(Exercise data begins)

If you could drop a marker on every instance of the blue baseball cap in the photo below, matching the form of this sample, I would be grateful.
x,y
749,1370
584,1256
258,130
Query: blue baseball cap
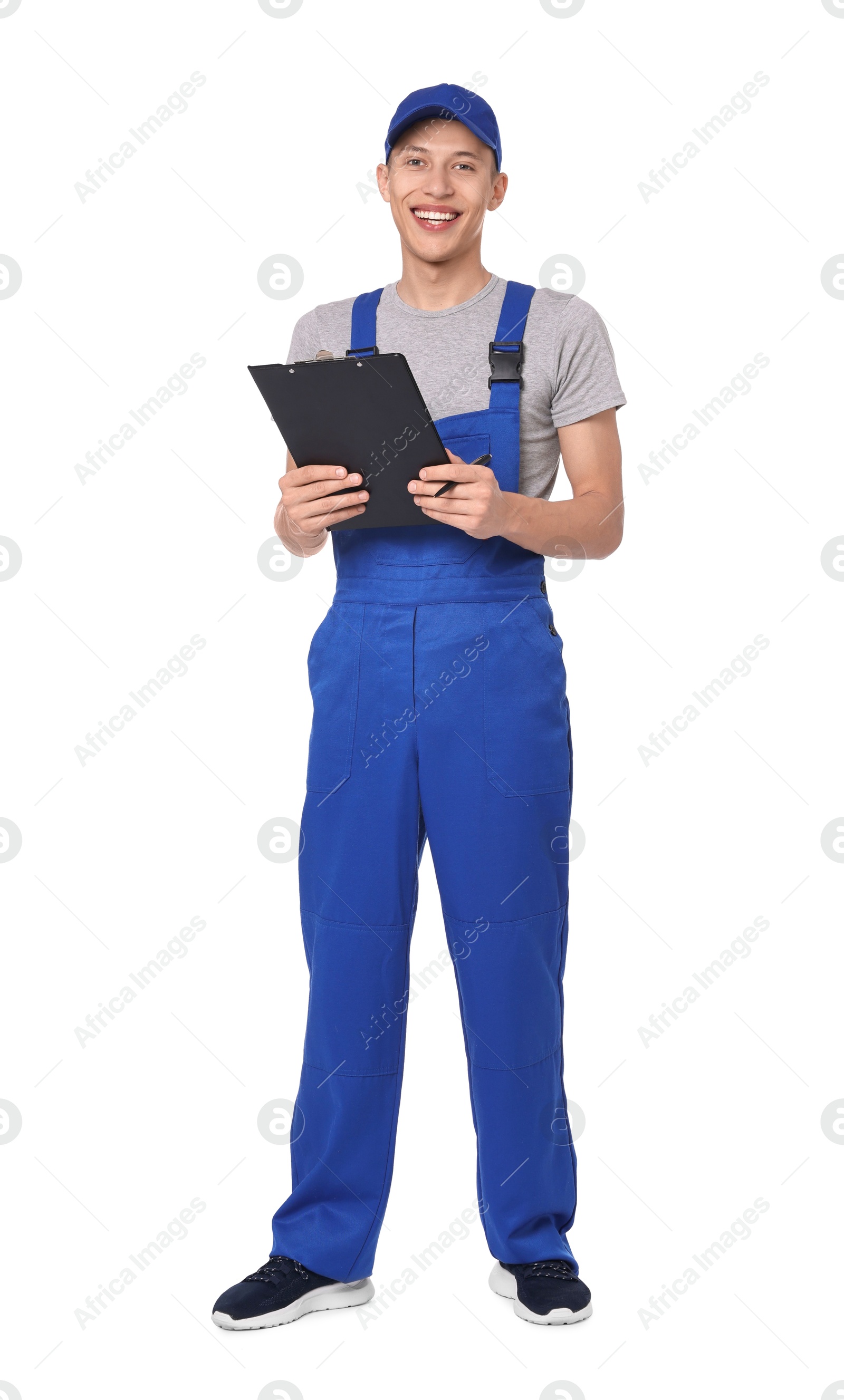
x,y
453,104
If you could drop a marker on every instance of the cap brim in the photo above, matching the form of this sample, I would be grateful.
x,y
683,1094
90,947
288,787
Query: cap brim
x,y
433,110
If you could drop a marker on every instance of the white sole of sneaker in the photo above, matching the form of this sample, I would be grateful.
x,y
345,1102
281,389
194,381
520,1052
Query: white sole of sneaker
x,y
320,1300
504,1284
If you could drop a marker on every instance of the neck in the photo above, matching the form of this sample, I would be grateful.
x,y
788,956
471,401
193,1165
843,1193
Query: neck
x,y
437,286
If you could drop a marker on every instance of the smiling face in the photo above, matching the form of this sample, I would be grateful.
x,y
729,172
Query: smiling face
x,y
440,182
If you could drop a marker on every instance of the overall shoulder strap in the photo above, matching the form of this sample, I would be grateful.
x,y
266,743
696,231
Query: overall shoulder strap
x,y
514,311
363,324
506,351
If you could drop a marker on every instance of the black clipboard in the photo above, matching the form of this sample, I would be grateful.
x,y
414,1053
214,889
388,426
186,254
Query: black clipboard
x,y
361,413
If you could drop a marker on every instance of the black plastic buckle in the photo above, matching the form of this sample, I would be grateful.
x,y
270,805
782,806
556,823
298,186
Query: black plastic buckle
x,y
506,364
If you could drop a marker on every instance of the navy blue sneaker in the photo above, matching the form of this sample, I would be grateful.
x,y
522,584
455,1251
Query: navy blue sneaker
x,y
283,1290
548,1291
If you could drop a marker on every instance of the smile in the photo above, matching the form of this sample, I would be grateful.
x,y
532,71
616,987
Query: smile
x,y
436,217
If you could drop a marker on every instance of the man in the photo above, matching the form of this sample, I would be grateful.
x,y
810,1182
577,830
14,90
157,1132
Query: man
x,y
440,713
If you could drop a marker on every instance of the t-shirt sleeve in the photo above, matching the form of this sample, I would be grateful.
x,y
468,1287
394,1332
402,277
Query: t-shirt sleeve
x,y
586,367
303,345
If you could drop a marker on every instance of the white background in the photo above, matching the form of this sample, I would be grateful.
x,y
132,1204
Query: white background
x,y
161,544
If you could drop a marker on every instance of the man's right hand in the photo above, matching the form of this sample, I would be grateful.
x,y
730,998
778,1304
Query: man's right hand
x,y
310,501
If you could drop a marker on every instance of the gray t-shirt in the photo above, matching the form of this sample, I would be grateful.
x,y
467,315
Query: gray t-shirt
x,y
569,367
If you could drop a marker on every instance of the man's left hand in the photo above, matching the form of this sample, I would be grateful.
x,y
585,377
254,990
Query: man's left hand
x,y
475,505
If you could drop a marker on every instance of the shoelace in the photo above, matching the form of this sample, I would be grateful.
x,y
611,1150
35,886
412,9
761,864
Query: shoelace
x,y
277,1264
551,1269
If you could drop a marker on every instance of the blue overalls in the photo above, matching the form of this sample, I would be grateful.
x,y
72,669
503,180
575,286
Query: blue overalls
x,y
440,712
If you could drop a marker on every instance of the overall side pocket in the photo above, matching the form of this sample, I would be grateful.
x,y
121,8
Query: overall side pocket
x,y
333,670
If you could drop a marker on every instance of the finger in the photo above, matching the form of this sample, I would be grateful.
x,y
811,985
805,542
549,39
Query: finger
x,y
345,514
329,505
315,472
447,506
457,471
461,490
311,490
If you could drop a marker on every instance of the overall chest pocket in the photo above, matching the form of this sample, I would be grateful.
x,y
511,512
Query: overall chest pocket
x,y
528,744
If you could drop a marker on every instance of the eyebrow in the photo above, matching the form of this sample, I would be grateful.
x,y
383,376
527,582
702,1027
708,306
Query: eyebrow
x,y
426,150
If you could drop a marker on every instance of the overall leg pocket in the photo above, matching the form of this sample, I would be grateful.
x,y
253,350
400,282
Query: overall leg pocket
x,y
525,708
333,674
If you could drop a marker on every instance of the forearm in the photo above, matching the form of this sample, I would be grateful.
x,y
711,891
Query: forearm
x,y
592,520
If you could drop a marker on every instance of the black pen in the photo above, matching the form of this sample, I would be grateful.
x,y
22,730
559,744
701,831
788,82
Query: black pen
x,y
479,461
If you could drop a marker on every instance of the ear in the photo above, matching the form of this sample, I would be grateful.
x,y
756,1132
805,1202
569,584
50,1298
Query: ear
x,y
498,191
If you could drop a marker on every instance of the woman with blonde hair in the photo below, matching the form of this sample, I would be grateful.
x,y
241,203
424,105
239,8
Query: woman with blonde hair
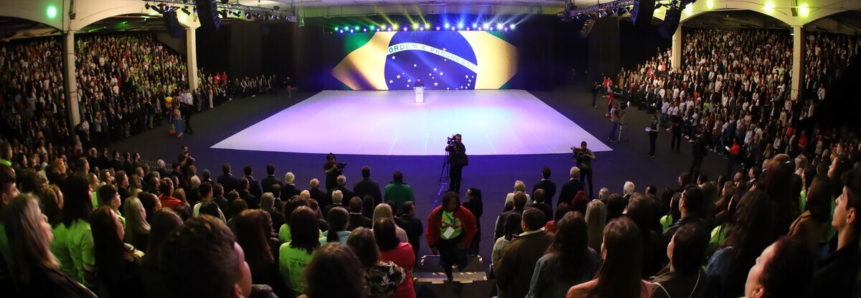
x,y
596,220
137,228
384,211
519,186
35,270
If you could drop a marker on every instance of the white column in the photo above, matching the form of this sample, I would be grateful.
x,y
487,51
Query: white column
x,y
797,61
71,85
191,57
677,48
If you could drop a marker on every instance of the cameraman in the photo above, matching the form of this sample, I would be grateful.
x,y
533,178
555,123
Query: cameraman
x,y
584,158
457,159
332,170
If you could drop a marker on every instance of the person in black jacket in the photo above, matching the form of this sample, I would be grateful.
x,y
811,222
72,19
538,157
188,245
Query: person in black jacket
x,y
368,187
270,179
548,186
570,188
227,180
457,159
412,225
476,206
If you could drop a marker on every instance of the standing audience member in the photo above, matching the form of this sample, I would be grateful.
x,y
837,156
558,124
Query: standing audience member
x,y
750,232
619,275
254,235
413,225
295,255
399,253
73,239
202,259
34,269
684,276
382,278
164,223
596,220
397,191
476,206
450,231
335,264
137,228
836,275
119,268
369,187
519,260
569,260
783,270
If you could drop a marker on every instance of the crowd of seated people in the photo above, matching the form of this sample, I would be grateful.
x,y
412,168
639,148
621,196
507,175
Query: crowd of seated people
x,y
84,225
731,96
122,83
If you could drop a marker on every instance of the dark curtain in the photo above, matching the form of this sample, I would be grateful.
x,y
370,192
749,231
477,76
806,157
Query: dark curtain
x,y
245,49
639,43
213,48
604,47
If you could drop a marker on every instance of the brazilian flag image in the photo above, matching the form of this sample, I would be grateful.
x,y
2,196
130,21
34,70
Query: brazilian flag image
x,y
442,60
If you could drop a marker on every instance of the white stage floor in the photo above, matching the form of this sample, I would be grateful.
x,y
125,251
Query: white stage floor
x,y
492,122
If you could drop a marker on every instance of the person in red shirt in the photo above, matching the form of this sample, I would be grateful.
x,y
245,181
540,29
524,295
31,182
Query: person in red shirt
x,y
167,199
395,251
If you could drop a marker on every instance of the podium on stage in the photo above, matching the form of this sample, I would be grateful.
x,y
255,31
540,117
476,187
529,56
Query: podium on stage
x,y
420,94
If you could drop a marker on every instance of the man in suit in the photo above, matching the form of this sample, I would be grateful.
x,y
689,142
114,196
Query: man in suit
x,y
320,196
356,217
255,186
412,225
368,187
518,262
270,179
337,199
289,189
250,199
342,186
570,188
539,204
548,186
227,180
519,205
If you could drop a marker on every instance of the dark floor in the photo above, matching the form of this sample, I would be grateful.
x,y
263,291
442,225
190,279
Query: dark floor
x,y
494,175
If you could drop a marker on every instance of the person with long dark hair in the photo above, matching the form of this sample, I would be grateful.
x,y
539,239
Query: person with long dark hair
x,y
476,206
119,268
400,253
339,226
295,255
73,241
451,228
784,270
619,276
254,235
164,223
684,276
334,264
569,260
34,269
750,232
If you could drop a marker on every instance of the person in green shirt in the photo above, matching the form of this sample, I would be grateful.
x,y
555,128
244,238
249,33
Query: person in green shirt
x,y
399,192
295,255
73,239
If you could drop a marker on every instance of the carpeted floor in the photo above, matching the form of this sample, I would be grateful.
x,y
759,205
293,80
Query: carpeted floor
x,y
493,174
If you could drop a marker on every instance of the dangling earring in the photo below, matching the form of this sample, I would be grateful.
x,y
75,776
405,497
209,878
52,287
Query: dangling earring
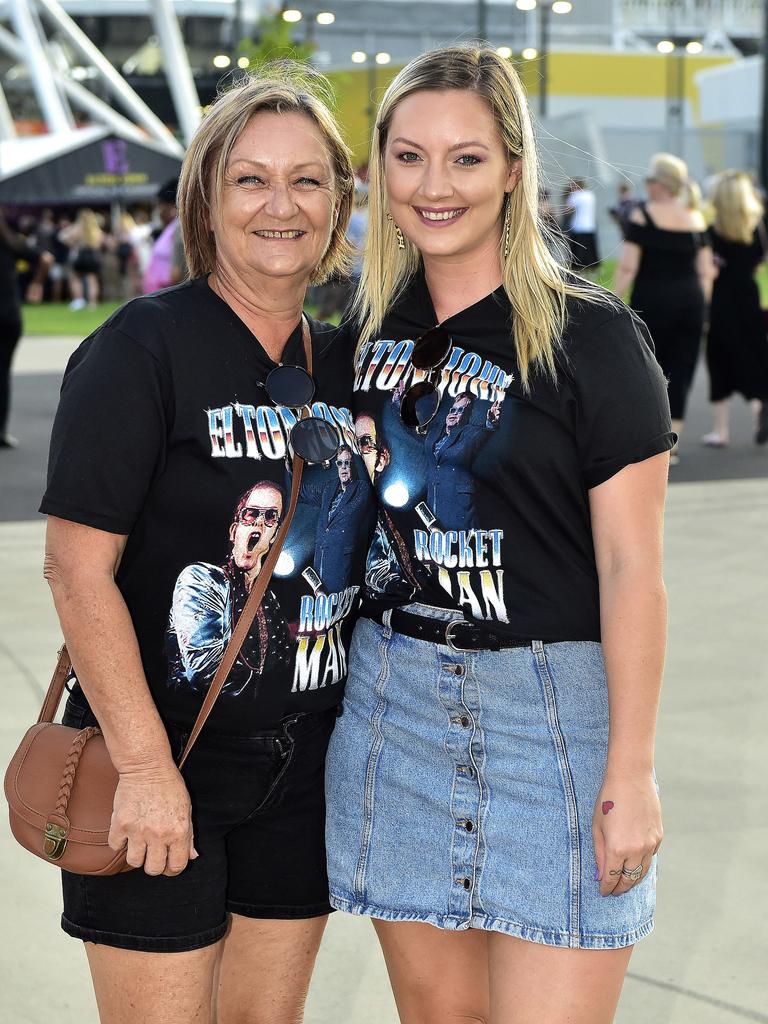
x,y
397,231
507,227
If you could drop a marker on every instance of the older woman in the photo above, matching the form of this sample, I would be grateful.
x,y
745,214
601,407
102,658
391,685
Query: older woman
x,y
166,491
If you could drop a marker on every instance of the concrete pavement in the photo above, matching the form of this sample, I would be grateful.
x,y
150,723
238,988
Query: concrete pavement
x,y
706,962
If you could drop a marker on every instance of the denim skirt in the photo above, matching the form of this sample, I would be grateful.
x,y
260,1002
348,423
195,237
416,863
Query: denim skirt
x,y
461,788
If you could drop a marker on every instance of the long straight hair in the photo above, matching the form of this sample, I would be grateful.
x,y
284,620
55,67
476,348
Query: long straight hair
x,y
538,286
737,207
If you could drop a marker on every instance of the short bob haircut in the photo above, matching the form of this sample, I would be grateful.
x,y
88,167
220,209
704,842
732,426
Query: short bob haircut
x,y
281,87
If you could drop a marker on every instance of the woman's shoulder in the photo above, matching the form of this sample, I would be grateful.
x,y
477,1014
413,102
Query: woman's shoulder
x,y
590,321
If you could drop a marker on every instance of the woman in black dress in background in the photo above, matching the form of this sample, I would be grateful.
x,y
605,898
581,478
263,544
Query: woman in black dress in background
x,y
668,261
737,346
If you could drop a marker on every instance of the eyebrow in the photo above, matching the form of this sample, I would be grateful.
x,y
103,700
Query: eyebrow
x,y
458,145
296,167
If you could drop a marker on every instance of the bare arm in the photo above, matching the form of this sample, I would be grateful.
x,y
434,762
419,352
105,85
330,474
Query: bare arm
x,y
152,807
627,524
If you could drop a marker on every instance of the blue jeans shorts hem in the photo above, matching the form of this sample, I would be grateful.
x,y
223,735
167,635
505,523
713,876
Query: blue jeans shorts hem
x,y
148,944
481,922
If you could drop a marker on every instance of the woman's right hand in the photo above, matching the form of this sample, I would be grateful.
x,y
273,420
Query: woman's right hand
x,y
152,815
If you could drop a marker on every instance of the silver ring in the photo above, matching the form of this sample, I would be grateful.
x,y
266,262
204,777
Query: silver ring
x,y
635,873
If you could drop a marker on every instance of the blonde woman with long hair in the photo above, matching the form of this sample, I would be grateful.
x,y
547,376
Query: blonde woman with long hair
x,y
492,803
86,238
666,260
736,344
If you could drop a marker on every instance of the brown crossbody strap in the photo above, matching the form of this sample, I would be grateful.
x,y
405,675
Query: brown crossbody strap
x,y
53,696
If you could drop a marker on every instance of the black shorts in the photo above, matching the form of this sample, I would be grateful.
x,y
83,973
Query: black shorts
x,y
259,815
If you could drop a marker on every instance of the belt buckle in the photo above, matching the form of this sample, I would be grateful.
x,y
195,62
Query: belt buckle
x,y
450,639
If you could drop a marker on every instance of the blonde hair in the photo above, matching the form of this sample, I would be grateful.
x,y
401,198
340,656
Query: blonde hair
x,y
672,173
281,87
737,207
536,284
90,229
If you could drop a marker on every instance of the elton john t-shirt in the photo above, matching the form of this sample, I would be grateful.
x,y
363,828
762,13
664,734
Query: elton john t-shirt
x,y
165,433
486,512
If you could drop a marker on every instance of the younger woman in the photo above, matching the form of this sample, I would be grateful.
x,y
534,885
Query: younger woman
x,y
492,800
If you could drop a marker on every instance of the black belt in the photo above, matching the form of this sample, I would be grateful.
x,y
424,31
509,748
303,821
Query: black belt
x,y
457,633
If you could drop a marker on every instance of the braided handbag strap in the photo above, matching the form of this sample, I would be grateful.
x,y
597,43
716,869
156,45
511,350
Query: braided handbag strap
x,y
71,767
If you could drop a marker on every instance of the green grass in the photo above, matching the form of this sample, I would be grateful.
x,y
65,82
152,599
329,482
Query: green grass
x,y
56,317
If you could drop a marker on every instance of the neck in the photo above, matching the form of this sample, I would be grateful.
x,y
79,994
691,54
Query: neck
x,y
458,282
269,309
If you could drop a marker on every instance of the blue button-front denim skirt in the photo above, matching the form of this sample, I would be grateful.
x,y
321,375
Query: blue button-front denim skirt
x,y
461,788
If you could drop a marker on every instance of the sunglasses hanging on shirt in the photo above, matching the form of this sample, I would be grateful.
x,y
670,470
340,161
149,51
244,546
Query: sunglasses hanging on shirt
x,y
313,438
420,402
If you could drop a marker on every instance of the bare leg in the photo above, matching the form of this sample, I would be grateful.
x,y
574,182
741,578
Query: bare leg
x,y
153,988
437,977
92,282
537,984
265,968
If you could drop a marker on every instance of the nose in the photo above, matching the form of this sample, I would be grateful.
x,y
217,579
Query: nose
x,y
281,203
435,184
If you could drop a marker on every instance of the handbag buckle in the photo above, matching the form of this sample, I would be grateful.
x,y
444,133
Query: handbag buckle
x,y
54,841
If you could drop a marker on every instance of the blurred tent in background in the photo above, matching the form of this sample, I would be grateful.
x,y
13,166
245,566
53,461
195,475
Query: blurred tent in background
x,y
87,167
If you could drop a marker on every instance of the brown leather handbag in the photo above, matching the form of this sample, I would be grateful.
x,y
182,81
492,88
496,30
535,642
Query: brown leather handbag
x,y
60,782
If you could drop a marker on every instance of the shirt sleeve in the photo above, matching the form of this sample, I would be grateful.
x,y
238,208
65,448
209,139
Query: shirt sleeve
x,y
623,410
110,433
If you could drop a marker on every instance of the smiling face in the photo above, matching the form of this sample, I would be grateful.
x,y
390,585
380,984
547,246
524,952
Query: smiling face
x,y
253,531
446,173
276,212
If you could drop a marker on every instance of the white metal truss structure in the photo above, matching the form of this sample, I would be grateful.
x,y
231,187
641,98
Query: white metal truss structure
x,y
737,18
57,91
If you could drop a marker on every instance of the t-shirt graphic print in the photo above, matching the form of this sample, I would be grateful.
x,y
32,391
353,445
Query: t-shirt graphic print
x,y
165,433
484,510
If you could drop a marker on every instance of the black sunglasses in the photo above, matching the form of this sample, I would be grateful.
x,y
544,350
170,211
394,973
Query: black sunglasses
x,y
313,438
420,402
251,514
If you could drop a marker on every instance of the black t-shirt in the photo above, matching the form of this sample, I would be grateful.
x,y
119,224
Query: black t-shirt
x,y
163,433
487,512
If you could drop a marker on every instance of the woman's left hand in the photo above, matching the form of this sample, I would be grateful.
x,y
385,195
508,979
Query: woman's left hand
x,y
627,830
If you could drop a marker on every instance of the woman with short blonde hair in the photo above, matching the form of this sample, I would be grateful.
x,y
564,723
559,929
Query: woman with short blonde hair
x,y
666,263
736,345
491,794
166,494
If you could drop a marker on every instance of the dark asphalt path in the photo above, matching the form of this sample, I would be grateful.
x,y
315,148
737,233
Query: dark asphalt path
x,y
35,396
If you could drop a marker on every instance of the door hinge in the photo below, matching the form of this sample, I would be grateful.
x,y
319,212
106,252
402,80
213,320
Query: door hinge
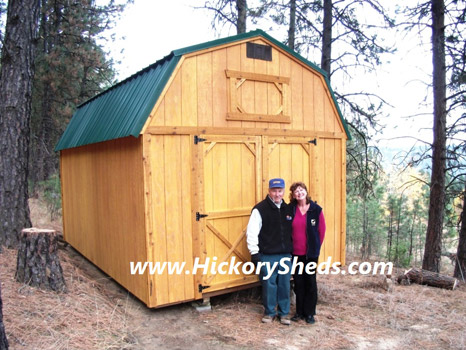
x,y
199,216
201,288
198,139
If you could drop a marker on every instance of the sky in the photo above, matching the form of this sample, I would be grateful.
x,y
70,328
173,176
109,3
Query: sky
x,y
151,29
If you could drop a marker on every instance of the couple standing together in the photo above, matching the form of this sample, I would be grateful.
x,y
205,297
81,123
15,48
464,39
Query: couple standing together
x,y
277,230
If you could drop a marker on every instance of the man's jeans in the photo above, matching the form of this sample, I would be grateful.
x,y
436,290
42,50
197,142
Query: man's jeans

(Exercise data ends)

About this exercise: Look through the entries and return every line where "below" appears.

Task response:
If you could drop a marker on every instance of the blue baseball cap in the photo below, matching the form of this sample, I would be grateful.
If you could drop a marker on every instance of the woman with blonde hair in the photo below, matching the form of this sample, I would be grateful.
If you could drop a marker on every instance of the dangling earring in the photo below, matching the form of this sample, I would be grateful.
If you could drop a marker on every instance of the door hinge in the photo below, matching the form of this sample, I would be grateful.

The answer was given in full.